PROBLEMS TO SOLVE ->
1) Decide whether each statement below agrees with the passage on state budget cuts. For each, answer yes or no and quote the words from the passage that decide it.
(a) The stimulus covered $1.4 billion of Georgia's shortfall.
(b) Georgia cut Medicaid along with nearly every other program.
(c) Maine reduced K-12 school spending this year.
2) Answer these questions using the passage on state budget cuts.
(a) How much money did Georgia take from its rainy day accounts?
(b) What group is Alan Essig with?
(c) What group is Christian McNeil with?
3) Write the next part of the passage on state budget cuts, picking up after its last sentence.

SOURCE DOCUMENT ->
+---+
Georgia is another state that managed to muddle through a bad situation this year, closing a $3.3 billion shortfall, but left itself open to further difficulties down the road. The stimulus filled $1.4 billion of the fiscal hole, while the state depleted its rainy day accounts to come up with another $300 million. That left $1.6 billion to cut, because proposed tax increases on tobacco and a plan to impose new fees on hospitals and medical providers went nowhere in the legislature. Nearly every department in Georgia ended up with cuts this year ranging from 6 to 10 percent, with some losing as much as 14 percent. Governor Sonny Perdue sought to limit reductions in education and health care, but the only program that was spared any cuts at all was Medicaid.

Looking ahead, Georgia can count on only $1.1 billion in stimulus dollars to use to shore up its budget next year. That's assuming the state doesn't have to dip deeper into stimulus dollars to fill fresh holes this year. Georgia also has appreciably less money in its reserve funds. Even if revenue projections hold, the state will have to come up with hundreds of millions of dollars to fill gaps that have been papered over this year using one-time funds. "If there's not revenue growth, we're looking at a $700 million to $800 million hole in 2011," says Alan Essig, of the Georgia Budget and Policy Institute, "and $2 billion in 2012--and then the stimulus is gone. And that's if the economy grows."

Plenty of states cut deeply but not very selectively this year, hoping to keep alive as many programs as possible in hopes that funding can be restored in the next budget. But that avoidance of hard choices will make the ultimate problem more difficult, not easier. "Every time we have a budget crisis like this, we go to these across-the-board cuts, rather than asking the question of what structurally needs to be changed in state government," says Christian McNeil, of Grow Smart Maine.

Rather than doing 10 percent less of everything this year--and then having to cut another 10 percent next year--states might more sensibly have opted for a kind of triage budgeting, identifying top priorities and directing reduced resources toward those programs deemed essential. Maine at least is making an effort to move in this direction. Despite its budget shortfall, it boosted K-12 school spending slightly this year to give districts time to prepare for cuts that are already scheduled for 2011. Governor Baldacci has previously sought administrative savings through consolidation of school districts and the state and local corrections systems, and now he's looking for more.
+---+
SOURCE MATERIAL ->
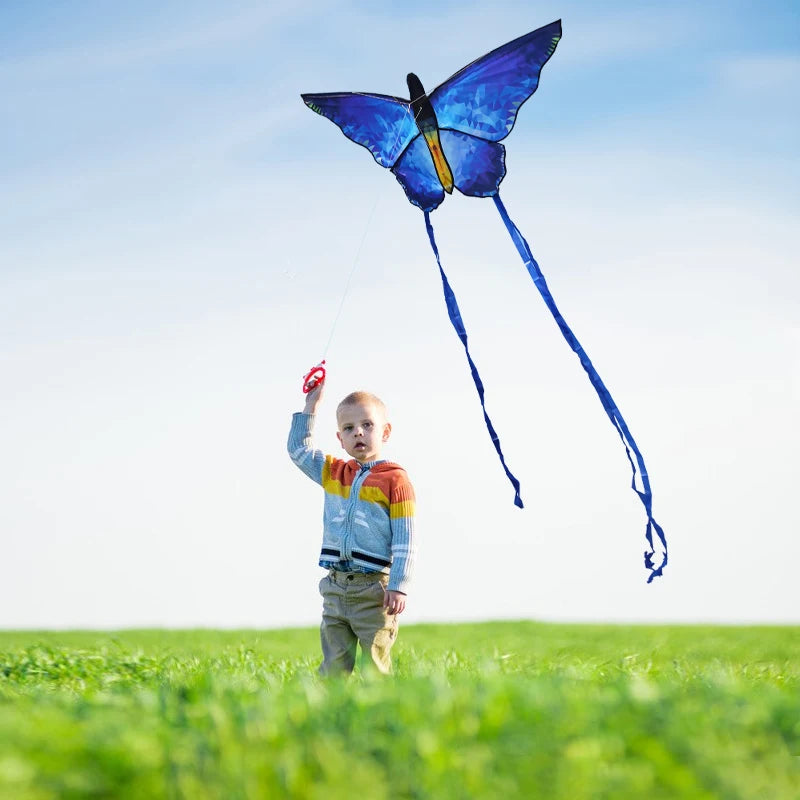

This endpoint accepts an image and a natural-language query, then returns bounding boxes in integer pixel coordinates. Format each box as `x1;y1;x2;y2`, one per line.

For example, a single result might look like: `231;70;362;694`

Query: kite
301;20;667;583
+---+
RESULTS IN ORDER ->
1)
(a) Yes: "The stimulus filled $1.4 billion of the fiscal hole"
(b) No: "the only program that was spared any cuts at all was Medicaid"
(c) No: "it boosted K-12 school spending slightly this year"

2)
(a) $300 million
(b) The Georgia Budget and Policy Institute
(c) Grow Smart Maine

3)
As part of the state's new two-year budget process, finding $30 million to cut in fiscal 2011 will be the responsibility of a government streamlining commission comprised of administration officials and the Appropriations Committee. Thirty million isn't much, even in a small state such as Maine, but the governor is hoping that the exercise will trigger a deeper, more thoughtful look at state services than is typically the case. "During the regular appropriations process, we didn't have time to get into the minutiae of programs, layer by layer" says state Senator Bill Diamond, the committee's co-chair. "This will require us to rethink, reinvent and redo, if you will, the way we do business. Who knows--we might find a lot more than $30 million."

Josh Tardy, minority leader for House Republicans in Maine, says he's only "lukewarm" about the commission's prospects. Too often, he suggests, such efforts fail to deliver on their promised savings. But he applauds the idea of taking a deeper look at how the state operates and what it can actually afford to do, rather than continuing to plug holes using one-time money--especially since the state is relying on revenue assumptions that he worries may prove overly optimistic in tough times.

"If the economy does not turn around--and certainly many indicators suggest we're going to be a while getting out of this--the next legislature and the next governor are going to have a significant gap to address," Tardy says. "The reality right now, from my perspective, is that structural changes and cuts in state budgets and the services that states provide are going to have to happen."